◆ **Given records**:
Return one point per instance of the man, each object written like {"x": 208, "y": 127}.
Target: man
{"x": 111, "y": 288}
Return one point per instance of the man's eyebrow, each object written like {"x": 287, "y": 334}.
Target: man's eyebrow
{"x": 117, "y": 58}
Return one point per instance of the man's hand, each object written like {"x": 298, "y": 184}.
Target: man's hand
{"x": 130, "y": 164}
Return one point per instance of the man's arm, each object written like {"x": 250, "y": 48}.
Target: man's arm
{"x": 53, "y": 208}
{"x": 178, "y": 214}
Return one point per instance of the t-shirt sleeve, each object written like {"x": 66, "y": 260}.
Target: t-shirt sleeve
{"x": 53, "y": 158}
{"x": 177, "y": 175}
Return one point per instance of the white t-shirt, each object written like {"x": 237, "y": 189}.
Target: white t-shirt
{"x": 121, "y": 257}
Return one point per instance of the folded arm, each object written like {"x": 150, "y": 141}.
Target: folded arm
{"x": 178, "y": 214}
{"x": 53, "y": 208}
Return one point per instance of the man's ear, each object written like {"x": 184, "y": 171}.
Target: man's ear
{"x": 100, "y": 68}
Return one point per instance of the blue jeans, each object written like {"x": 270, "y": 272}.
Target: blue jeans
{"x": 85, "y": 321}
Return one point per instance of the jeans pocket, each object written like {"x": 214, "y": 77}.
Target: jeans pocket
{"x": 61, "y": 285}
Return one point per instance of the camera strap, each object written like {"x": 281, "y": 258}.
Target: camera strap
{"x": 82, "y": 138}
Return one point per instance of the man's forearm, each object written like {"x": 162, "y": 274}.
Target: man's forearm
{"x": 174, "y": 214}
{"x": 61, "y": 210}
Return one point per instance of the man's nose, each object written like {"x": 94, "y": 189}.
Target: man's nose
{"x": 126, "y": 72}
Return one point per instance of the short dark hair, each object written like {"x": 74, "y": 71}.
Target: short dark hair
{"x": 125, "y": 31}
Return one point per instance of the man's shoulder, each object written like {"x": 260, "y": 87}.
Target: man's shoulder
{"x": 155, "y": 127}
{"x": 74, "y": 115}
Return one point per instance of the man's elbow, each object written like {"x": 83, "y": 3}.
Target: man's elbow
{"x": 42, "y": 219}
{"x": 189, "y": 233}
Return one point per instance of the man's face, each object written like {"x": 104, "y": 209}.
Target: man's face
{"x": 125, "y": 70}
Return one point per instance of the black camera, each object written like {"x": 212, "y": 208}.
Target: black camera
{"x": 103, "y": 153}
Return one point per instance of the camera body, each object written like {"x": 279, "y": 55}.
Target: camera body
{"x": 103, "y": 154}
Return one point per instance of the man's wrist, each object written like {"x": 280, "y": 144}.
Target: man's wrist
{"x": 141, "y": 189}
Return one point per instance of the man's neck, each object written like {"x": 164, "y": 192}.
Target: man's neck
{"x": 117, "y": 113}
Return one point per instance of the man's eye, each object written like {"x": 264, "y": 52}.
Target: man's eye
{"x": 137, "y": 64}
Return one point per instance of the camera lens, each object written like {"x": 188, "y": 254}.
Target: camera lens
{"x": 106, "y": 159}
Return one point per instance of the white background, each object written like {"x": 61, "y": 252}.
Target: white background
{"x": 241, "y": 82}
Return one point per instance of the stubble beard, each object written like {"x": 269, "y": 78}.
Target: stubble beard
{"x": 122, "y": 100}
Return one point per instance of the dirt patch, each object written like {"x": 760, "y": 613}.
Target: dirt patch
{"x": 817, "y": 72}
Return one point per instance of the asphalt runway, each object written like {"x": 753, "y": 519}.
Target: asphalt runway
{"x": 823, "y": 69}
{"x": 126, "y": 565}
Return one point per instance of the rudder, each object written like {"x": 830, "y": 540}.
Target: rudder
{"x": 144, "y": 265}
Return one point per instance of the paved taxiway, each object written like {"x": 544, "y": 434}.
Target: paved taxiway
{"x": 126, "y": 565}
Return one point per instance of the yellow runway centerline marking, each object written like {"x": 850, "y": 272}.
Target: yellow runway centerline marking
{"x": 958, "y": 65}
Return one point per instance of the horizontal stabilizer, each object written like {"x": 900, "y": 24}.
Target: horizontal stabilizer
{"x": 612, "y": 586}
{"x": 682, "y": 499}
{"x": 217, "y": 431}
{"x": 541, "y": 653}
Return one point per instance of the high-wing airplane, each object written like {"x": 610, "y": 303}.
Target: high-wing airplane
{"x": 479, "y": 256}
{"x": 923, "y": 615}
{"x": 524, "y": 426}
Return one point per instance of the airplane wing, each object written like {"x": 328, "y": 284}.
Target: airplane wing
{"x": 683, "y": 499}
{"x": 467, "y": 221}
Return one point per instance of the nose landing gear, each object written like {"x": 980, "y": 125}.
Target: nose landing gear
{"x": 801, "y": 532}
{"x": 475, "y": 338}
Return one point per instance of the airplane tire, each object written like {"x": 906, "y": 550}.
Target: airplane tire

◆ **Your objective**: Search the entries above for lines containing the word "tire", and copy each one.

◆ **Finished task**:
Return one point per instance of the airplane tire, each object written like {"x": 906, "y": 550}.
Target: airplane tire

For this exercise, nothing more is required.